> **Required action**
Give the entries back exactly as they stand, but without pictures.

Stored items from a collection
::::

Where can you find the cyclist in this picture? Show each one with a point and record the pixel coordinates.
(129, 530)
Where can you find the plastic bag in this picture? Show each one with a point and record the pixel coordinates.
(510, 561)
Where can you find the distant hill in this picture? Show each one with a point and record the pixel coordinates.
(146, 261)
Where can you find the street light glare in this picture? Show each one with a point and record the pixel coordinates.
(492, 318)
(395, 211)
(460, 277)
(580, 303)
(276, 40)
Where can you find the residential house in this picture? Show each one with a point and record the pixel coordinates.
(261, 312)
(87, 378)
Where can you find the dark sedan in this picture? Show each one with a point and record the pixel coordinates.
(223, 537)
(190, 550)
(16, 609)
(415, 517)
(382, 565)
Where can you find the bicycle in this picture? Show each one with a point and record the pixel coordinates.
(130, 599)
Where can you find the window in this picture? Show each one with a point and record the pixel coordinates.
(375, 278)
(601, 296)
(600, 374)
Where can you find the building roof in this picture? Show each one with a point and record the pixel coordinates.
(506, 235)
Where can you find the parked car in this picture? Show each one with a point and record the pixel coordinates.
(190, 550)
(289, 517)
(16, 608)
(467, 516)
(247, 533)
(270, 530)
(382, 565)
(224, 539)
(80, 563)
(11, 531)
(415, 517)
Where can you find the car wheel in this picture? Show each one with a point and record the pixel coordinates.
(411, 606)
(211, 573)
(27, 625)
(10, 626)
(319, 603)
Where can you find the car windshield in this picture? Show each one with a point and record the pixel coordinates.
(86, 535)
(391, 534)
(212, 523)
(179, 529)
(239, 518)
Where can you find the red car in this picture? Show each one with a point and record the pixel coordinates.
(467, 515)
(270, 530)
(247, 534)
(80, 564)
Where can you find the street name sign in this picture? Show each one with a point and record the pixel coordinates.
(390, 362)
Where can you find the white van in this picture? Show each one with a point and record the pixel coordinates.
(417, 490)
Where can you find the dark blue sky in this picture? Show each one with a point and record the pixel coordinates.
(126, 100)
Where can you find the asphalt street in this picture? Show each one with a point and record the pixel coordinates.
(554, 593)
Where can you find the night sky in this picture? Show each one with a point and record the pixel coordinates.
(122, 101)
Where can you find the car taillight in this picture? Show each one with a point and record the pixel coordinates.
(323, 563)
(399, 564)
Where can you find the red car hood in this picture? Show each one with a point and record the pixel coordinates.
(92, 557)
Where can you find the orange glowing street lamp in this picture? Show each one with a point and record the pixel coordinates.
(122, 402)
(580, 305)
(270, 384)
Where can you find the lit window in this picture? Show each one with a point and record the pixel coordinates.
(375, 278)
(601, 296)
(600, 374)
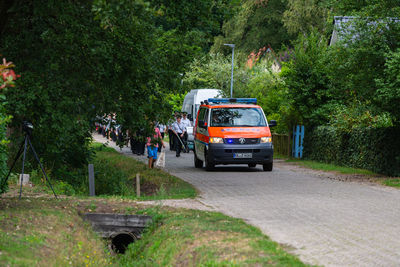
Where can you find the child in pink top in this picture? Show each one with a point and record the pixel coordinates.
(153, 147)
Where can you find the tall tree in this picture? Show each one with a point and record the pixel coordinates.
(257, 24)
(305, 16)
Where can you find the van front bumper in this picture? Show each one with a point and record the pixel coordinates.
(228, 153)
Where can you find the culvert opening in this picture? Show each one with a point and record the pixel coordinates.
(119, 230)
(121, 241)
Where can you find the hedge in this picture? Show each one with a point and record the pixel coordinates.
(375, 149)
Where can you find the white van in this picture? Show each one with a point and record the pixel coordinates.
(191, 105)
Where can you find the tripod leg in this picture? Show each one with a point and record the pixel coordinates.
(23, 165)
(12, 166)
(41, 166)
(37, 158)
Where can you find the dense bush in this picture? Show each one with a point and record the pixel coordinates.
(375, 149)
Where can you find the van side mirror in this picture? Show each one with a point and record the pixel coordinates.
(202, 124)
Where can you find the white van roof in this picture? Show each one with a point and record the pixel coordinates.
(205, 94)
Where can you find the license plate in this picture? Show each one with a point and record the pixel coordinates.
(243, 155)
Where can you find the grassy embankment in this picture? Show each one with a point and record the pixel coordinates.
(49, 232)
(115, 175)
(42, 231)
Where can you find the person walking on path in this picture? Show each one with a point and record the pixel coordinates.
(171, 134)
(187, 123)
(179, 130)
(161, 127)
(152, 146)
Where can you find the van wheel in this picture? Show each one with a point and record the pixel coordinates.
(209, 165)
(267, 167)
(197, 163)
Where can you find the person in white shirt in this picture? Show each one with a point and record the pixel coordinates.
(179, 130)
(187, 123)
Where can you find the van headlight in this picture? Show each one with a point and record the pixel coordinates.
(216, 140)
(265, 140)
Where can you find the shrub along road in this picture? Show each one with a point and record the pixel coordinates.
(324, 221)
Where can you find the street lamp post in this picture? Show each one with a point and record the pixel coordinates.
(233, 53)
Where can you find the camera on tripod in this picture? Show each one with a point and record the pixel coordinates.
(27, 127)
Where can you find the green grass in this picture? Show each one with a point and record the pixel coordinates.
(36, 232)
(49, 232)
(330, 167)
(115, 176)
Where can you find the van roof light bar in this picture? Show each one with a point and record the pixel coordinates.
(233, 100)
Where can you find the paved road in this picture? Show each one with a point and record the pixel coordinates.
(323, 221)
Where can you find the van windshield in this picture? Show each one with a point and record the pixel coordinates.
(237, 117)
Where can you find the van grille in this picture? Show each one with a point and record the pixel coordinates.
(247, 141)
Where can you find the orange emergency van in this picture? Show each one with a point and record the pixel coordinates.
(232, 131)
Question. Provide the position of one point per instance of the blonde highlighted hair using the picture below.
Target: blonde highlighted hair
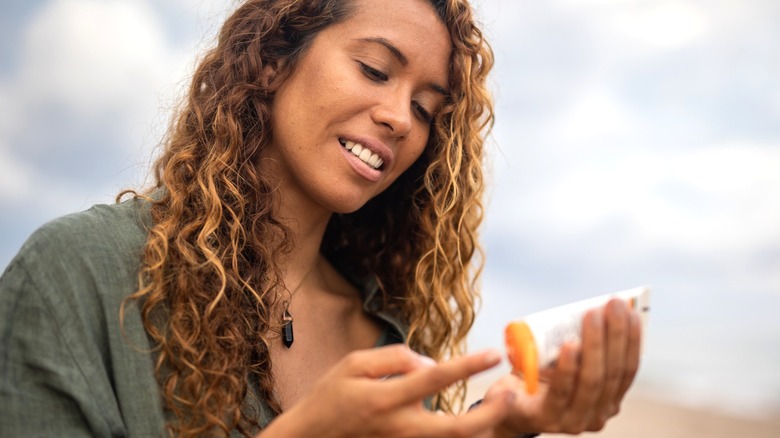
(210, 279)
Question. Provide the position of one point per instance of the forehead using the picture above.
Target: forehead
(412, 26)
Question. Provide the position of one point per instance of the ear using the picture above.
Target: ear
(269, 73)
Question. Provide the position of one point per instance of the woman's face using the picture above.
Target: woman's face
(356, 111)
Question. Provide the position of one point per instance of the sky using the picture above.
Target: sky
(636, 143)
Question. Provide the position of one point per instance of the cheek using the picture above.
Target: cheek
(411, 153)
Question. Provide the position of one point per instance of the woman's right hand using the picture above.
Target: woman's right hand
(354, 398)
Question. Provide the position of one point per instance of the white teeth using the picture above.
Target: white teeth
(364, 154)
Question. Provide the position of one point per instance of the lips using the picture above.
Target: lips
(365, 154)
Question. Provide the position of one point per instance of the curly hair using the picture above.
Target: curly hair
(209, 277)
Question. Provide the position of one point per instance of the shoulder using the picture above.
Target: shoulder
(91, 254)
(103, 228)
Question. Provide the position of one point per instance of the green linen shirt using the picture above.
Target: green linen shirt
(66, 367)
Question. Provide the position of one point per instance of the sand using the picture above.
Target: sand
(643, 416)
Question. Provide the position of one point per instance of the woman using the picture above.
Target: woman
(319, 195)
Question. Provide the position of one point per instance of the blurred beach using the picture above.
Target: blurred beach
(644, 415)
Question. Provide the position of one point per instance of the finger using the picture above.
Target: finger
(562, 383)
(634, 346)
(590, 377)
(427, 381)
(383, 361)
(483, 419)
(617, 324)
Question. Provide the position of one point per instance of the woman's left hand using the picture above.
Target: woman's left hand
(588, 383)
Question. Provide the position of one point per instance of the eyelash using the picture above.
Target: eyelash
(376, 75)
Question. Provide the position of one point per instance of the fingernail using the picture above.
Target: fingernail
(492, 356)
(426, 361)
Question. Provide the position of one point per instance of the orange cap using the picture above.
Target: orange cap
(521, 349)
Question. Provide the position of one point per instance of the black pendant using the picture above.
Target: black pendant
(287, 333)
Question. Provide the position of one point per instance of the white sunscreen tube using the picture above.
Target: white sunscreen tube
(534, 342)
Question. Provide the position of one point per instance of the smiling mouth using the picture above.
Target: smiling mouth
(363, 153)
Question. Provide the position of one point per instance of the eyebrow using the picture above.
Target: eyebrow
(401, 58)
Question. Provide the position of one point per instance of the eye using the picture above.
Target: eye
(423, 113)
(372, 73)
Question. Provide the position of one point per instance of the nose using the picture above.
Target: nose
(394, 112)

::::

> **Expected answer**
Where can you find the cyclist in this picture? Show each one with a point and record the pixel coordinates.
(129, 530)
Where can you find the plastic bag in this picture? Show each one with a point and record the pixel coordinates.
(510, 561)
Where can you find the distant hill in this picture? Show each one with a point and record the pixel coordinates.
(146, 261)
Where can you find the street light glare in this picture? Show each one with a point and record the pixel coordinates.
(492, 318)
(395, 211)
(460, 277)
(580, 303)
(276, 40)
Where can you find the residential house in this picture? Show each one with a point and record the pixel coordinates.
(261, 312)
(87, 378)
Where can you find the dark sedan in this picture? Show each one with a point and record the pixel coordinates.
(223, 537)
(190, 550)
(16, 609)
(415, 517)
(382, 565)
Where can you find the bicycle in this picture? Show each one with a point and record the pixel coordinates.
(130, 599)
Where can you find the window in this picture? Show each one with a point and record the pixel coordinates.
(375, 278)
(601, 296)
(600, 374)
Where can you find the building roof in this picture? Show each one with a point and record the pixel coordinates.
(506, 235)
Where can you find the parked car in this picture? Show each one with a point and record the pixel coordinates.
(190, 550)
(289, 517)
(16, 608)
(467, 516)
(247, 533)
(270, 530)
(382, 565)
(224, 539)
(80, 563)
(11, 531)
(415, 517)
Where can you find the car wheel in this picture? Show each one with a point and record the pixel coordinates.
(411, 606)
(211, 573)
(27, 625)
(10, 626)
(319, 603)
Where can you find the car windshield in this picture? Show each one with a point and record the pixel coordinates.
(86, 535)
(391, 534)
(212, 523)
(179, 529)
(239, 518)
Where can you find the red car in this picture? Show each one with a point and record the pixel coordinates.
(467, 515)
(270, 530)
(247, 534)
(80, 564)
Where can you find the street name sign in this picture? Show each one with a point and record the pixel coordinates.
(390, 362)
Where can you find the white van in this picture? Show each one with a point and record the pixel coordinates.
(417, 490)
Where can you find the dark blue sky in this picture? Show each one with a point and record the pixel coordinates.
(126, 100)
Where can you find the asphalt street in this picture? Show each one with a point and record the pixel coordinates.
(554, 593)
Where can you find the night sky in this picture? Show each one with a point and record the pixel coordinates.
(122, 101)
Where can you find the car taillight in this picture? Show each one with a point and record the pixel coordinates.
(323, 563)
(399, 564)
Where can you find the red car hood in this picture? Show each one with a point and record the pixel coordinates.
(92, 557)
Where can you find the orange glowing street lamp in this picture? Show each one with a point and record the pixel coordinates.
(122, 402)
(580, 305)
(270, 384)
Where can you find the lit window in this picture? Show each one with a point and record the pixel coordinates.
(375, 278)
(601, 296)
(600, 374)
Where can you find the child in pink top in this picture? Show each one with a point and record the pixel coordinates.
(153, 147)
Where can you find the tall tree in this picture? Show each one with a point and record the pixel coordinates.
(257, 24)
(305, 16)
Where can you find the van front bumper in this picture? Show each one with a point and record the pixel coordinates.
(228, 153)
Where can you find the culvert opening in this picture? Show each one with a point and record the pixel coordinates.
(119, 230)
(121, 241)
Where can you find the hedge in this picture? Show each one with a point and record the pixel coordinates.
(375, 149)
Where can you find the white van in this picture? Show each one with a point and record the pixel coordinates.
(191, 105)
Where can you find the tripod leg in this picture? Show each one with a point and record the pixel coordinates.
(23, 165)
(12, 166)
(41, 166)
(37, 158)
Where can you find the dense bush in this picture? Show each one with a point and record the pixel coordinates.
(375, 149)
Where can you find the van side mirror in this picture? Show each one with a point and record the pixel coordinates.
(202, 124)
Where can you find the white van roof in this picture? Show each one with a point and record the pixel coordinates.
(205, 94)
Where can you find the license plate in this picture? Show each one with a point and record the pixel coordinates.
(243, 155)
Where can you find the grassy embankment in this picture? Show each one with a point and record the pixel coordinates.
(49, 232)
(115, 175)
(42, 231)
Where can you find the person walking on path in this picture? Show each one with a point and record the pixel coordinates.
(171, 134)
(187, 123)
(179, 130)
(161, 127)
(152, 146)
Where can you find the van wheel in this picture? Show each one with a point and record the pixel coordinates.
(209, 165)
(267, 167)
(197, 163)
Where can you find the person in white shirt in this picture? Show each one with a point and record the pixel coordinates.
(179, 130)
(187, 123)
Where can you find the van headlight in this picture? Show each one with a point and record the pixel coordinates.
(216, 140)
(265, 140)
Where can you find the shrub along road in this picture? Show each one with a point and record the pixel coordinates.
(324, 221)
Where can you find the street lamp post in this picture? Show each one with a point and record the pixel coordinates.
(233, 53)
Where can you find the camera on tripod in this picture? Show each one with a point and record the pixel coordinates.
(27, 127)
Where can you find the green grass in this picture? Show each one with a point and record the pixel coordinates.
(36, 232)
(49, 232)
(330, 167)
(115, 176)
Where can you find the van roof light bar in this picture? Show each one with a point and record the pixel coordinates.
(233, 100)
Where can you find the paved road in this picture? Show each one with a point and record the pixel coordinates.
(323, 221)
Where can you find the van windshield in this picture? Show each one with a point and record the pixel coordinates.
(237, 117)
Where can you find the van grille in this picture? Show each one with a point and record the pixel coordinates.
(247, 141)
Where can you find the orange emergency van in this picture? Show each one with a point and record the pixel coordinates.
(232, 131)
Question. Provide the position of one point per instance of the blonde highlighted hair using the picture below.
Target: blonde highlighted hair
(210, 279)
Question. Provide the position of one point per instance of the forehead using the picture above.
Target: forehead
(412, 26)
Question. Provide the position of one point per instance of the ear using the picture above.
Target: ear
(269, 73)
Question. Provide the position of one point per instance of the woman's face using the picture above.
Target: woman's face
(356, 111)
Question. Provide the position of one point per instance of the sky using the picture above.
Target: sky
(636, 143)
Question. Provide the position of one point per instance of the cheek using the picture above.
Target: cheek
(411, 153)
Question. Provide the position of one point per instance of the woman's right hand using the picture above.
Target: woman's right hand
(354, 398)
Question. Provide the position of one point per instance of the white teeth using the picture above.
Target: white teeth
(364, 154)
Question. Provide the position of one point per instance of the lips using the picture above.
Target: lips
(365, 154)
Question. Provide the position of one point per instance of the curly hair using the picture above.
Target: curly hair
(209, 277)
Question. Provide the position of one point per instance of the shoulder using the picture above.
Target: shoulder
(91, 254)
(103, 228)
Question. Provide the position of one point per instance of the green linen shirt using the picture above.
Target: green linen shirt
(66, 367)
Question. Provide the position of one point per instance of the sand using the picture above.
Target: sand
(643, 416)
Question. Provide the position of one point per instance of the woman using the picture above.
Target: woman
(319, 195)
Question. Provide the position of one point per instance of the blurred beach using the picture above.
Target: blurred beach
(644, 415)
Question. Provide the position of one point per instance of the finger using the picture above.
Target: finger
(562, 383)
(634, 346)
(590, 377)
(427, 381)
(383, 361)
(483, 419)
(617, 324)
Question. Provide the position of one point per instance of the woman's left hand using the picture above.
Target: woman's left hand
(588, 383)
Question. Provide the position of one point per instance of the eyelash using the picture above.
Target: eyelash
(376, 75)
Question. Provide the position of one point per instance of the fingernail using the picture above.
Target: fingernail
(492, 356)
(426, 361)
Question. Provide the position of one point per instance of the orange cap using the picture above.
Target: orange cap
(521, 349)
Question. Provide the position of one point per instance of the black pendant using the picture above.
Target: black pendant
(287, 333)
Question. Provide the position of one point per instance of the white sunscreen tube using the picture above.
Target: white sunscreen tube
(534, 342)
Question. Provide the position of one point per instance of the smiling mouth using the picture above.
Target: smiling mouth
(363, 153)
Question. Provide the position of one point per instance of the eyebrow using the picture above.
Target: eyebrow
(401, 58)
Question. Provide the position of one point per instance of the eye using the picture above.
Target: eye
(423, 113)
(372, 73)
Question. Provide the position of one point per instance of the nose using the picture above.
Target: nose
(394, 112)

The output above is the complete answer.